— start DOCUMENT EXTRACT —
Elliott Mark Whitehouse (born 27 October 1993) is an English professional footballer who plays as a midfielder for National League side Scunthorpe United.

Whitehouse is a product of Sheffield United's academy and had loan spells with York City and Alfreton Town before being released in 2014. He joined Notts County and after a loan spell with Nuneaton Town was released in 2015. He had a short spell with FC Halifax Town before joining Nuneaton Town permanently. In 2016, Whitehouse joined Lincoln City, helping them to promotion to League Two and scoring the only goal in the 2018 EFL Trophy Final. He moved on to Grimsby Town and Forest Green Rovers, spending two season with each club.

Early life
Whitehouse was born in Worksop, Nottinghamshire.
— end DOCUMENT EXTRACT —
AIM OF THE EXERCISE:
Can you write out the passage of the Elliott Whitehouse biography word for word, from "Whitehouse is a" up to and including "with each club."?
— start AVAILABLE DATA —
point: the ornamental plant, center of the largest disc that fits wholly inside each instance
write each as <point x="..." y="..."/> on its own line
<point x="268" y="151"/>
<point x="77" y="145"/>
— end AVAILABLE DATA —
ANSWER FOR THIS EXERCISE:
Whitehouse is a product of Sheffield United's academy and had loan spells with York City and Alfreton Town before being released in 2014. He joined Notts County and after a loan spell with Nuneaton Town was released in 2015. He had a short spell with FC Halifax Town before joining Nuneaton Town permanently. In 2016, Whitehouse joined Lincoln City, helping them to promotion to League Two and scoring the only goal in the 2018 EFL Trophy Final. He moved on to Grimsby Town and Forest Green Rovers, spending two season with each club.